Available records>
begin

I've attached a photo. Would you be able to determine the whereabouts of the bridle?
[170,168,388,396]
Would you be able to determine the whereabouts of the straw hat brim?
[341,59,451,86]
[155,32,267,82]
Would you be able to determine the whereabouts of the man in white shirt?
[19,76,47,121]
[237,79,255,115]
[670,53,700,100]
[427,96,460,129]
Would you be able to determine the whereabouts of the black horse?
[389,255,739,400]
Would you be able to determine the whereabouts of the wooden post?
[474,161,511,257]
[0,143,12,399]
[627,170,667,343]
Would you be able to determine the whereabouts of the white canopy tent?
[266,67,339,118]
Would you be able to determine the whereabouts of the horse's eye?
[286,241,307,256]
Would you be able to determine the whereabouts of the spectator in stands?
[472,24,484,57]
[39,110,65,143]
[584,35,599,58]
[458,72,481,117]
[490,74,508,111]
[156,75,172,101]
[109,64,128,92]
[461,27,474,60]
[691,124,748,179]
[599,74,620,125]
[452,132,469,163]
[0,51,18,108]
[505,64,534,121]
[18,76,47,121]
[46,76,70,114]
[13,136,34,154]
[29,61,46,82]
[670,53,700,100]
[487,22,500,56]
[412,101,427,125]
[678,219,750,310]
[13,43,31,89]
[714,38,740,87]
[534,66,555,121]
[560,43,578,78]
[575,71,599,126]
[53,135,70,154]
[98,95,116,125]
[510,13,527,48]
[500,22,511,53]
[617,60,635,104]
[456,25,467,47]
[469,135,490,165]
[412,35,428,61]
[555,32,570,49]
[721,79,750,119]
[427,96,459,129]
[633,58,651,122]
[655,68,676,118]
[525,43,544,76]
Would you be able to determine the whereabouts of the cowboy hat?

end

Short problem> Could you rescale the records, starting with the first line and going on through the line with "[389,255,739,400]", repeating every line, requests included? In the answers, multiply each bounding box coordinate by 0.4 and round it to a whole number, with halves rounded up.

Exercise result>
I've attached a photo. Would you be able to determine the whereabouts of the bridle?
[68,67,155,158]
Would you be able to determine the whereabouts of the straw hat brim?
[136,24,180,34]
[62,13,107,33]
Would you be able to determine the whereabouts of the man in white shirt?
[8,30,19,48]
[95,32,102,46]
[268,21,280,40]
[171,38,184,52]
Would you be able to determine the whereabouts of the black horse?
[156,102,296,160]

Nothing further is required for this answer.